> AIM: Reproduce the following listing verbatim, line for line.

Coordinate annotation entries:
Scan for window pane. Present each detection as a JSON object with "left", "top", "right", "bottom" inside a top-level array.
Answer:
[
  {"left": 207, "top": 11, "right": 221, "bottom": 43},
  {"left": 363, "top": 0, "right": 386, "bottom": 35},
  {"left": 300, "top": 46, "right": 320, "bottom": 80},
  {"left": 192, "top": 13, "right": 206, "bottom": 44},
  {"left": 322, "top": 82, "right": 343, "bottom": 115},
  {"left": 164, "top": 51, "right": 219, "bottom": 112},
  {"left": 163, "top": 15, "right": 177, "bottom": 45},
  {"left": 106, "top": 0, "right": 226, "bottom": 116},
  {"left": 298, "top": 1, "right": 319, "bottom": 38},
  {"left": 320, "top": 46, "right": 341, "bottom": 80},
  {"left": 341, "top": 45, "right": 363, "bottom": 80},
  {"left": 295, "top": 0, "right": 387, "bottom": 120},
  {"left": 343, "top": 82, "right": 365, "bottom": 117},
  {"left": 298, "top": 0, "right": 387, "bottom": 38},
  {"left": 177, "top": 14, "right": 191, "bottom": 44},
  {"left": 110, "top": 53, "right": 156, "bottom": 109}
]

> WRITTEN ANSWER:
Scan for window pane. Present each detection as a JSON object with "left", "top", "right", "bottom" inside a top-level array.
Answer:
[
  {"left": 207, "top": 11, "right": 221, "bottom": 43},
  {"left": 363, "top": 0, "right": 386, "bottom": 35},
  {"left": 300, "top": 46, "right": 320, "bottom": 80},
  {"left": 192, "top": 13, "right": 206, "bottom": 44},
  {"left": 322, "top": 82, "right": 343, "bottom": 115},
  {"left": 164, "top": 51, "right": 219, "bottom": 112},
  {"left": 163, "top": 15, "right": 177, "bottom": 45},
  {"left": 106, "top": 0, "right": 226, "bottom": 116},
  {"left": 298, "top": 1, "right": 319, "bottom": 38},
  {"left": 320, "top": 46, "right": 341, "bottom": 80},
  {"left": 341, "top": 45, "right": 363, "bottom": 80},
  {"left": 295, "top": 0, "right": 387, "bottom": 120},
  {"left": 343, "top": 82, "right": 365, "bottom": 117},
  {"left": 298, "top": 0, "right": 387, "bottom": 38},
  {"left": 177, "top": 14, "right": 191, "bottom": 44},
  {"left": 110, "top": 53, "right": 156, "bottom": 109}
]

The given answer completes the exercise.